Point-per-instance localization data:
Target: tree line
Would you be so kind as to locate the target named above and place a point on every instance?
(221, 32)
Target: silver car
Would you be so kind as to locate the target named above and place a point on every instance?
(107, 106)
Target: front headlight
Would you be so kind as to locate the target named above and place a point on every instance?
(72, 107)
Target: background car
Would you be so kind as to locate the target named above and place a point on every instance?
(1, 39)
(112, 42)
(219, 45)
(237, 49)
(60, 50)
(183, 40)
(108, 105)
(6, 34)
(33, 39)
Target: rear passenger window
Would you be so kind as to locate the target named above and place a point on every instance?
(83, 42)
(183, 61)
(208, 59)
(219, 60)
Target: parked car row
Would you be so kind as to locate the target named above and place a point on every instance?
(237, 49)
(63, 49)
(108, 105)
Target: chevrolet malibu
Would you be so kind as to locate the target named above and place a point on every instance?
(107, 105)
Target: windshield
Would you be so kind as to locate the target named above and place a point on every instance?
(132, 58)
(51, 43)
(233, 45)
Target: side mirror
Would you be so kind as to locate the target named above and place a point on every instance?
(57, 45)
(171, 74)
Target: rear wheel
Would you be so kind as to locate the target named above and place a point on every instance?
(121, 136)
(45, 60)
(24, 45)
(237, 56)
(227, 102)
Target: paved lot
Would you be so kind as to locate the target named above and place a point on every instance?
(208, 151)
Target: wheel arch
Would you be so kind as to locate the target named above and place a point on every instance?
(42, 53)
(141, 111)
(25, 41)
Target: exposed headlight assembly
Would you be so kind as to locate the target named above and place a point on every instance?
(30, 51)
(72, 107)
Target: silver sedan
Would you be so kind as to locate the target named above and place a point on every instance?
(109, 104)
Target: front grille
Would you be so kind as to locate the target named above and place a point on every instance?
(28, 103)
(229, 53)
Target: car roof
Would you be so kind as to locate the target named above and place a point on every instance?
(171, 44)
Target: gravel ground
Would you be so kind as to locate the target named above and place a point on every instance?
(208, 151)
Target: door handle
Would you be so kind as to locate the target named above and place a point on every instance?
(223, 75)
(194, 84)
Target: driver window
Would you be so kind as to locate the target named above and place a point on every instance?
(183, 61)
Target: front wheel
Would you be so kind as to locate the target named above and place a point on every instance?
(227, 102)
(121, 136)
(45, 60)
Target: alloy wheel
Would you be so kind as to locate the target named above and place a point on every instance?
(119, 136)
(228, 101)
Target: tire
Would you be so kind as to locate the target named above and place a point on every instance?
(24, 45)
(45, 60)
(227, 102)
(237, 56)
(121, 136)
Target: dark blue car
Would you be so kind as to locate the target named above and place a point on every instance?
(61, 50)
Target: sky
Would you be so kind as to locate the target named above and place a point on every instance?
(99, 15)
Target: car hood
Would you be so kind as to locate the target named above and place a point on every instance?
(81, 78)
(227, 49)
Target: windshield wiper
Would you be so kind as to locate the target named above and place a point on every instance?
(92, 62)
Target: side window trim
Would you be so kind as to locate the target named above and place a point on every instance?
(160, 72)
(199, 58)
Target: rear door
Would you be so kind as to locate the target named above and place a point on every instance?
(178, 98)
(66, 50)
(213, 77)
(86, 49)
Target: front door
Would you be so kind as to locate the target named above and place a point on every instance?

Task goal: Every line with "silver" in it should be copied from the entries.

Solution for this exercise:
Target: silver car
Target: silver sedan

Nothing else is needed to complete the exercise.